Referring expression pointing data:
+ + +

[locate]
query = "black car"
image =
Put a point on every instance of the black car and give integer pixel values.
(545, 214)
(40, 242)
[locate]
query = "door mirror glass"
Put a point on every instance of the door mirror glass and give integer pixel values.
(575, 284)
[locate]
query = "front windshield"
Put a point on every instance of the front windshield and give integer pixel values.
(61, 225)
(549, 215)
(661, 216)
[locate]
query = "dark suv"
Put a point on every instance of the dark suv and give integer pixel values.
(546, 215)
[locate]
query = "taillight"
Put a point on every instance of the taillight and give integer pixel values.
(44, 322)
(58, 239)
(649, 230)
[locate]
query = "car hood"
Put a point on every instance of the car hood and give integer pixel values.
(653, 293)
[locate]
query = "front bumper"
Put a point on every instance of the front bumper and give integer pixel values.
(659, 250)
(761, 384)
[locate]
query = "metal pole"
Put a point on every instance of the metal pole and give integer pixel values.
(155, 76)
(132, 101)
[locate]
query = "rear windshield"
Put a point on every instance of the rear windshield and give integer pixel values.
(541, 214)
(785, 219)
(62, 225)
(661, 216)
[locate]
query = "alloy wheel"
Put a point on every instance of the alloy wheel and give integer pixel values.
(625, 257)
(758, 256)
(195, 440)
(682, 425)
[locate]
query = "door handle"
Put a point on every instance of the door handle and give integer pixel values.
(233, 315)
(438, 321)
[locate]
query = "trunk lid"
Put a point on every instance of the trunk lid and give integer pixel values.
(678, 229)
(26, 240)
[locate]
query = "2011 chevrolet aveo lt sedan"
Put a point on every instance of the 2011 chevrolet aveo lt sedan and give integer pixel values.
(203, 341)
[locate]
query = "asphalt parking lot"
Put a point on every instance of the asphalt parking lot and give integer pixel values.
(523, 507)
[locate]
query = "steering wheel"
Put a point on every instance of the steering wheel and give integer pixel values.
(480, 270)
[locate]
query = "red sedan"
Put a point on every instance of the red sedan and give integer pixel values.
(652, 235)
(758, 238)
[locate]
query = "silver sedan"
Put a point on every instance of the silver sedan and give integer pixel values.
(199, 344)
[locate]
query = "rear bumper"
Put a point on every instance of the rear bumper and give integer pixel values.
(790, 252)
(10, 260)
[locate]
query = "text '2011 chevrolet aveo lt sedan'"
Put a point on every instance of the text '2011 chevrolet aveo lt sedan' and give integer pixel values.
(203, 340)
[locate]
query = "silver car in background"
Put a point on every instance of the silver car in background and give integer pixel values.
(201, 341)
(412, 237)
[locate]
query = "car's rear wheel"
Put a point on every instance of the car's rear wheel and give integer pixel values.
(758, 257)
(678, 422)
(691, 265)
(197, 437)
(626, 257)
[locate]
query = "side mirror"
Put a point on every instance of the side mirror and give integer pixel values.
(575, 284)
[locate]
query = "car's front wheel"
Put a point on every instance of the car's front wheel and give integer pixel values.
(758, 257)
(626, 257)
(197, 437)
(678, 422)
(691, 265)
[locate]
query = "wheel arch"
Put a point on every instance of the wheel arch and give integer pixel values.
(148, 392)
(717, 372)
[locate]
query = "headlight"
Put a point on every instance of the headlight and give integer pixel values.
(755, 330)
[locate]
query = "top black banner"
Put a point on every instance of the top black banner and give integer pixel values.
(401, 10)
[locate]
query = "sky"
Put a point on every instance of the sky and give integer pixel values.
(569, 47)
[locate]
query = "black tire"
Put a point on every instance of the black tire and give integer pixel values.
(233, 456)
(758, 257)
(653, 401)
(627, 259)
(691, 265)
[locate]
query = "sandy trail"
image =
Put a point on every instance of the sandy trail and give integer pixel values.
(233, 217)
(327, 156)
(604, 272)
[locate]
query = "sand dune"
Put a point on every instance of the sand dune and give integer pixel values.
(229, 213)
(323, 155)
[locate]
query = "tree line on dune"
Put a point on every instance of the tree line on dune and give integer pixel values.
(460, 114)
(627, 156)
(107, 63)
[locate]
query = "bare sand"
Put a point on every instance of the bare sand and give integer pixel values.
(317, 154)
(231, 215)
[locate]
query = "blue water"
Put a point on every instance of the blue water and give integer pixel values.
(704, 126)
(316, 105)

+ + +

Every record must be given again exactly as it was written.

[locate]
query = "black car"
image =
Put a point on every instance of the black car and give integer pixel values.
(545, 214)
(40, 242)
[locate]
query = "door mirror glass"
Put a point on every instance of the door mirror glass and give integer pixel values.
(575, 284)
[locate]
query = "front windshield"
Put a point on every instance of the front windshield and give integer pixel values.
(61, 225)
(549, 215)
(661, 216)
[locate]
query = "dark suv"
Put a point on every instance of the dark suv and give integer pixel values.
(546, 215)
[locate]
query = "taillight"
Put a point on every instance of the taillight and give integer pixel values.
(44, 322)
(58, 239)
(649, 230)
[locate]
query = "car hood"
Put a point on every instance of the car hood and give integer pixel values.
(653, 293)
[locate]
query = "front bumper"
Put a point on every instance of the front bumper and give integer pixel values.
(659, 250)
(761, 384)
[locate]
query = "metal pole"
Put a point on every instance of the metal pole and give integer pixel values.
(155, 76)
(132, 101)
[locate]
query = "rear windshield"
Put a point on every instance of the rear windshield and give integer pixel values.
(541, 214)
(785, 219)
(62, 225)
(661, 216)
[locate]
query = "alloy wheel"
Put a point on every instance of the alloy wheel and give integer pixel values.
(625, 257)
(758, 256)
(195, 440)
(682, 425)
[locate]
query = "door handle"
Put a point on every instance of the door handle and give integer pixel values.
(233, 315)
(438, 321)
[locate]
query = "trunk lid"
Put a point on every instance of the trunk lid and give integer pixel values.
(678, 229)
(26, 240)
[locate]
query = "2011 chevrolet aveo lt sedan"
Put a point on every instance of the 2011 chevrolet aveo lt sedan and give integer pixel values.
(203, 341)
[locate]
query = "asphalt parking lot"
Put a point on every instance of the asphalt parking lot and give integer pixel values.
(523, 507)
[locate]
query = "steering wheel"
Put a point on every instance of the steering wheel and give integer pixel values.
(480, 270)
[locate]
query = "red sedan"
Put a point on every instance of the red sedan and give integer pixel values.
(652, 235)
(758, 238)
[locate]
query = "silver sedan"
Put a point on every instance of the silver sedan and give integer pixel values.
(199, 344)
[locate]
query = "rear bumper"
Put a point on every instance of the rear bumper and give integer pixel values.
(790, 252)
(10, 260)
[locate]
query = "text '2011 chevrolet aveo lt sedan'"
Put a point on every instance of the text '2011 chevrolet aveo lt sedan' and give integer pixel values.
(203, 340)
[locate]
query = "silver car in background"
Put a point on every instance of the silver car in background and give integer pixel values.
(201, 341)
(412, 237)
[locate]
query = "car's rear wheel"
Put a point on every instance of the car's rear wheel and give integer pixel values.
(758, 257)
(678, 422)
(691, 265)
(197, 437)
(626, 257)
[locate]
query = "side mirror"
Put a point on every instance of the side mirror and give integer pixel values.
(575, 284)
[locate]
query = "car's front wheel"
Put a point on every instance of the car's front wheel and give integer pixel values.
(758, 257)
(626, 257)
(197, 437)
(678, 422)
(691, 265)
[locate]
query = "wheel arch"
Put a point on every instance of the wheel arch and give integer pixel values.
(148, 392)
(717, 372)
[locate]
query = "headlight"
Put a point on every instance of the headlight and give integer pixel values.
(755, 330)
[locate]
query = "top black banner"
Put a point on every instance of the top black banner and give integer pixel values.
(401, 10)
[locate]
query = "sky"
Put a point on every instance of the sky and give integer pixel values.
(569, 47)
[locate]
query = "black tire"
Put a point on every instance of the black tire and give integer pixel values.
(233, 456)
(758, 257)
(653, 401)
(627, 259)
(691, 265)
[locate]
query = "sandy trail"
image =
Put a point on every instance of the sandy trail and give integer pixel values.
(233, 217)
(327, 156)
(604, 272)
[locate]
query = "sand dune"
Put a point on every instance of the sand dune and give integer pixel values.
(229, 213)
(323, 155)
[locate]
query = "tree line on dune"
Put a point on every instance of the tree line on dune and give integer pixel values.
(460, 114)
(627, 156)
(107, 63)
[locate]
query = "bare sand"
Put a point on every instance of the bare sand and give integer pixel values.
(317, 154)
(231, 215)
[locate]
query = "blue water"
Put a point on every instance of the blue water and give integer pixel values.
(704, 126)
(316, 105)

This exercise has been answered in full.